[PROVIDED DATA]

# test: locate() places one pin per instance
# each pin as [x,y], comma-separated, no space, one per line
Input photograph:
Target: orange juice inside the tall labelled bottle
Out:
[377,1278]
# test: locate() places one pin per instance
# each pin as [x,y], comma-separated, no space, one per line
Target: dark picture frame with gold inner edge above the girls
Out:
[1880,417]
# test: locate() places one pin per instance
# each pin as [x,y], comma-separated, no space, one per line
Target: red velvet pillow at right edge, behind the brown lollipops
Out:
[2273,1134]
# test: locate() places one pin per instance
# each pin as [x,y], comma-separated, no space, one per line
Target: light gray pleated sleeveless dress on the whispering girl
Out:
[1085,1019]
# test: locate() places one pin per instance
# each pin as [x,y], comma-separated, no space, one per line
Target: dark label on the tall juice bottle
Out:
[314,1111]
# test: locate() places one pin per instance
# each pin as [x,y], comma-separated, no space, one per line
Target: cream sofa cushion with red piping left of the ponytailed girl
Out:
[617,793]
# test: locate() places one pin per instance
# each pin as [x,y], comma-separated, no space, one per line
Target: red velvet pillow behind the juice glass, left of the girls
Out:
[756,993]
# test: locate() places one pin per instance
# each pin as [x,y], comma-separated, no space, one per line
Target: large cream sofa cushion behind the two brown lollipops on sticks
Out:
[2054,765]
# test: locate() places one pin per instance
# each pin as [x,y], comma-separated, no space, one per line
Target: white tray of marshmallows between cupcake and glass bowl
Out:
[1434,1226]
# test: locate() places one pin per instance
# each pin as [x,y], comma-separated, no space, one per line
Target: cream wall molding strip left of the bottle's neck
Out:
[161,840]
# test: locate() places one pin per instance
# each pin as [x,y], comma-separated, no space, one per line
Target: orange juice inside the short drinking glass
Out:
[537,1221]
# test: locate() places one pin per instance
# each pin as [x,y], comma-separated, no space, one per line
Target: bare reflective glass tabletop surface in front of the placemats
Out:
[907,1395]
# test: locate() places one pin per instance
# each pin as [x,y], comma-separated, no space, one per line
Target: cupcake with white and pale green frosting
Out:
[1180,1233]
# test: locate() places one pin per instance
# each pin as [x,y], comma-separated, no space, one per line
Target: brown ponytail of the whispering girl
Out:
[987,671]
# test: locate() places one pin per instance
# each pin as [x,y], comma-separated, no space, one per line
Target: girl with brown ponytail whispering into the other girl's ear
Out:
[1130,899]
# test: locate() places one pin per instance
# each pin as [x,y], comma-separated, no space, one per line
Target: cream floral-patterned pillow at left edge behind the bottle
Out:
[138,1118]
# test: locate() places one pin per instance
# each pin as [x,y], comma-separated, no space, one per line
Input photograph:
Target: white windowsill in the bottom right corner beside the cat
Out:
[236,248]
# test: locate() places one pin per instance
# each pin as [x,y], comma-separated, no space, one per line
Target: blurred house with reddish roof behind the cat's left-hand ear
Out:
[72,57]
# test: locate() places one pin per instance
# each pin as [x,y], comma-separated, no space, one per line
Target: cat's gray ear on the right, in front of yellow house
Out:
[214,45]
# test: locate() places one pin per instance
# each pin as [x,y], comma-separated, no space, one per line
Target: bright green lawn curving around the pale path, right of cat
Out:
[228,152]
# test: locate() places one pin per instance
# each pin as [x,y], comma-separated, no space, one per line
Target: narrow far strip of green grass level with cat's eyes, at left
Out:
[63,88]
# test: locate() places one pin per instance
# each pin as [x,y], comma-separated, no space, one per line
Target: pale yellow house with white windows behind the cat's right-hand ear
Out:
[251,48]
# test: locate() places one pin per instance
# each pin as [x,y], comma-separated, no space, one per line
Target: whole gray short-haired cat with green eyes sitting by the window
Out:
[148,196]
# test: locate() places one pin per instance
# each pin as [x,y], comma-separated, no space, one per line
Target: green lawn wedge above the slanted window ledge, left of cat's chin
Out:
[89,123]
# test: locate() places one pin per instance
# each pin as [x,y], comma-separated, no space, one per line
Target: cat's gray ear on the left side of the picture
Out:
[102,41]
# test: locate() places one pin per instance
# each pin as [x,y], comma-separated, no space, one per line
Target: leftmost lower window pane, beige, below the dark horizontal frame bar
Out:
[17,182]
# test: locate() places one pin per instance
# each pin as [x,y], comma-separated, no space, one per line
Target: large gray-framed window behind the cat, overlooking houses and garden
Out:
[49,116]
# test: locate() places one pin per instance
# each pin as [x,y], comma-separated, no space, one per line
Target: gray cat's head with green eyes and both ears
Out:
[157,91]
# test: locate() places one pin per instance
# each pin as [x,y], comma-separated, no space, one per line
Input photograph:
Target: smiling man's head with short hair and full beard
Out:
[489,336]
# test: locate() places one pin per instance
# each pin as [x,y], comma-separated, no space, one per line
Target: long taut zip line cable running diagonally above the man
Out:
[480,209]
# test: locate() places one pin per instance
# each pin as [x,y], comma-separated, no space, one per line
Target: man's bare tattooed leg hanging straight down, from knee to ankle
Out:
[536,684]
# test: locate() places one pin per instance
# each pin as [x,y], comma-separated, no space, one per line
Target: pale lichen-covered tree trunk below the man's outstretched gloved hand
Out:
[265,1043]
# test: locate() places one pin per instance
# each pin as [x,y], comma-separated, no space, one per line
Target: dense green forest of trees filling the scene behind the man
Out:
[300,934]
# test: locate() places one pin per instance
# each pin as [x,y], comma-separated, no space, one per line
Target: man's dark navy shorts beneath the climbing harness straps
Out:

[/PROVIDED DATA]

Type out the entire listing again, matching every line exactly.

# test: locate() places one pin per instance
# each pin as [x,y], comma-separated, no space, one per line
Input photograph:
Target: orange juice inside the tall labelled bottle
Out:
[377,1278]
# test: locate() places one pin per instance
# each pin as [x,y], comma-separated, no space, one per line
Target: dark picture frame with gold inner edge above the girls
Out:
[1880,417]
# test: locate() places one pin per instance
# each pin as [x,y], comma-separated, no space, one per line
Target: red velvet pillow at right edge, behind the brown lollipops
Out:
[2273,1134]
# test: locate() places one pin per instance
# each pin as [x,y], comma-separated, no space, one per line
Target: light gray pleated sleeveless dress on the whispering girl
Out:
[1085,1019]
# test: locate() places one pin per instance
# each pin as [x,y], comma-separated, no space, one per line
Target: dark label on the tall juice bottle
Out:
[314,1111]
# test: locate() places one pin per instance
# each pin as [x,y], comma-separated, no space, one per line
Target: cream sofa cushion with red piping left of the ponytailed girl
Out:
[617,793]
# test: locate() places one pin per instance
# each pin as [x,y], comma-separated, no space, one per line
Target: red velvet pillow behind the juice glass, left of the girls
Out:
[756,993]
# test: locate() places one pin per instance
# each pin as [x,y], comma-separated, no space, one per line
Target: large cream sofa cushion behind the two brown lollipops on sticks
Out:
[2054,765]
# test: locate() places one pin per instance
# each pin as [x,y], comma-separated, no space, one per line
Target: white tray of marshmallows between cupcake and glass bowl
Out:
[1434,1226]
# test: locate() places one pin per instance
# each pin as [x,y], comma-separated, no space, one per line
Target: cream wall molding strip left of the bottle's neck
Out:
[161,840]
# test: locate() places one pin per instance
# each pin as [x,y], comma-separated, no space, one per line
Target: orange juice inside the short drinking glass
Out:
[537,1221]
# test: locate() places one pin per instance
# each pin as [x,y], comma-separated, no space, one per line
Target: bare reflective glass tabletop surface in front of the placemats
Out:
[907,1395]
# test: locate() places one pin per instance
# each pin as [x,y], comma-separated, no space, one per line
Target: cupcake with white and pale green frosting
Out:
[1180,1233]
# test: locate() places one pin per instance
# each pin as [x,y], comma-separated, no space, one per line
Target: brown ponytail of the whispering girl
Out:
[987,671]
# test: locate() places one pin per instance
# each pin as [x,y], comma-separated, no space, one per line
Target: girl with brown ponytail whispering into the other girl's ear
Out:
[1130,899]
# test: locate() places one pin per instance
# each pin as [x,y], comma-separated, no space, one per line
Target: cream floral-patterned pillow at left edge behind the bottle
Out:
[138,1118]
# test: locate() places one pin per instance
# each pin as [x,y], comma-separated, no space, one per line
Input photograph:
Target: white windowsill in the bottom right corner beside the cat
Out:
[236,248]
# test: locate() places one pin per instance
# each pin as [x,y], comma-separated, no space, one per line
Target: blurred house with reddish roof behind the cat's left-hand ear
Out:
[72,57]
# test: locate() places one pin per instance
# each pin as [x,y], comma-separated, no space, one per line
Target: cat's gray ear on the right, in front of yellow house
Out:
[214,45]
# test: locate() places one pin per instance
# each pin as [x,y], comma-separated, no space, one per line
Target: bright green lawn curving around the pale path, right of cat
Out:
[228,152]
# test: locate() places one pin per instance
# each pin as [x,y], comma-separated, no space, one per line
Target: narrow far strip of green grass level with cat's eyes, at left
Out:
[63,88]
# test: locate() places one pin per instance
# each pin as [x,y], comma-separated, no space, one per line
Target: pale yellow house with white windows behind the cat's right-hand ear
Out:
[251,48]
# test: locate() places one pin per instance
# each pin as [x,y], comma-separated, no space, one per line
Target: whole gray short-haired cat with green eyes sitting by the window
Out:
[148,196]
# test: locate() places one pin per instance
# each pin as [x,y], comma-separated, no space, one per line
Target: green lawn wedge above the slanted window ledge, left of cat's chin
Out:
[89,123]
# test: locate() places one pin per instance
# each pin as [x,y], comma-separated, no space, one per line
Target: cat's gray ear on the left side of the picture
Out:
[102,41]
# test: locate() places one pin per instance
# each pin as [x,y], comma-separated, no space, one per line
Target: leftmost lower window pane, beige, below the dark horizontal frame bar
Out:
[17,182]
# test: locate() places one pin per instance
# each pin as [x,y], comma-separated, no space, one per line
Target: large gray-framed window behind the cat, overlooking houses and garden
Out:
[49,116]
# test: locate() places one pin per instance
# each pin as [x,y], comma-separated, no space, one per line
Target: gray cat's head with green eyes and both ears
Out:
[157,91]
# test: locate() places one pin per instance
# each pin as [x,y], comma-separated, no space, one per line
Input photograph:
Target: smiling man's head with short hair and full beard
Out:
[489,336]
# test: locate() places one pin per instance
# each pin as [x,y], comma-separated, no space, one per line
Target: long taut zip line cable running diagonally above the man
Out:
[480,209]
# test: locate() places one pin per instance
# each pin as [x,y], comma-separated, no space, one per line
Target: man's bare tattooed leg hanging straight down, from knee to ankle
Out:
[536,684]
# test: locate() places one pin per instance
# each pin as [x,y], comma-separated, no space, one per line
Target: pale lichen-covered tree trunk below the man's outstretched gloved hand
Out:
[265,1043]
# test: locate() places one pin per instance
# each pin as [x,y], comma-separated, no space, one per line
Target: dense green forest of trees filling the scene behind the man
Out:
[300,934]
# test: locate() places one pin per instance
# each pin as [x,y], comma-separated, no space, one per line
Target: man's dark navy shorts beneath the climbing harness straps
Out:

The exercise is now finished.